_Stored items_
━━━━━━━━
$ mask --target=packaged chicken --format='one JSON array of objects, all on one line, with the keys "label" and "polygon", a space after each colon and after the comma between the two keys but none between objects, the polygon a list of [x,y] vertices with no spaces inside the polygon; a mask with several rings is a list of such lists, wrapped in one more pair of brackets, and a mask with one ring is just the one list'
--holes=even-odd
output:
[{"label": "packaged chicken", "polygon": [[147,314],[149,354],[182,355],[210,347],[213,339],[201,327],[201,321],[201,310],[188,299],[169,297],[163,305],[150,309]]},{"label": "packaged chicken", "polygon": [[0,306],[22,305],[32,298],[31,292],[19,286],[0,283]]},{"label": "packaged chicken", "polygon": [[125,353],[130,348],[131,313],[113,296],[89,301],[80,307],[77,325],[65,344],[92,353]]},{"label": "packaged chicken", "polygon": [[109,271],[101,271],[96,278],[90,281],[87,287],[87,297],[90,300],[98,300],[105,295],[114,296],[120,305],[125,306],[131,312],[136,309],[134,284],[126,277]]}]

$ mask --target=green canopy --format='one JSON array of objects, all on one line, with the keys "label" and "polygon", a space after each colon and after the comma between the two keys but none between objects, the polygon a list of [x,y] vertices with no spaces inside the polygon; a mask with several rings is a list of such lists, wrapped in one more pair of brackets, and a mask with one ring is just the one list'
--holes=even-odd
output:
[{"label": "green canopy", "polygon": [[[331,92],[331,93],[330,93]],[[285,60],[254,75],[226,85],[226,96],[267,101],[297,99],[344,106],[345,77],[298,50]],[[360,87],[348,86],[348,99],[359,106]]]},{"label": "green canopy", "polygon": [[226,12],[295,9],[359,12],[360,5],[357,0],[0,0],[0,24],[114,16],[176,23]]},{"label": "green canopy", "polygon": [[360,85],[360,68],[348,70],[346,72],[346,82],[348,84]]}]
━━━━━━━━
Output every entry exactly as it appears.

_YOUR SOLUTION_
$ mask --target=packaged chicken --format='one JSON array of objects, all on one line, with the keys "label" and "polygon", a space after each colon and after the comma between the two keys but none between objects, the polygon a list of [x,y] vertices with no spaces inside the polygon; a mask with several rings is a list of such lists, wrapped in one more pair of brackets, and a mask with one ring is just the one list'
--holes=even-odd
output:
[{"label": "packaged chicken", "polygon": [[147,314],[149,354],[182,355],[210,347],[213,339],[201,327],[201,321],[201,310],[188,299],[169,297],[163,305],[150,309]]},{"label": "packaged chicken", "polygon": [[0,306],[22,305],[32,298],[31,292],[19,286],[0,283]]},{"label": "packaged chicken", "polygon": [[125,353],[130,348],[131,313],[113,296],[89,301],[80,307],[77,325],[65,344],[92,353]]},{"label": "packaged chicken", "polygon": [[109,271],[101,271],[96,278],[90,281],[87,287],[87,297],[90,300],[98,300],[105,295],[114,296],[120,305],[125,306],[131,312],[136,309],[134,284],[126,277]]}]

$ mask --target=green canopy --format='one JSON array of objects, all on one line, with the keys "label" and "polygon", a space after each colon and after the comma between the two keys but none between objects, the polygon a list of [x,y] vertices with no spaces inside the polygon; a mask with several rings is a list of such lists, wrapped in one more pair of brackets, and a mask with one ring is just the one list'
--holes=even-odd
output:
[{"label": "green canopy", "polygon": [[[331,92],[331,93],[330,93]],[[285,60],[254,75],[226,85],[226,96],[267,101],[297,99],[344,106],[345,77],[298,50]],[[360,87],[348,86],[348,99],[359,106]]]},{"label": "green canopy", "polygon": [[226,12],[295,9],[359,12],[360,5],[357,0],[0,0],[0,24],[114,16],[176,23]]},{"label": "green canopy", "polygon": [[360,85],[360,68],[348,70],[346,72],[346,82],[348,84]]}]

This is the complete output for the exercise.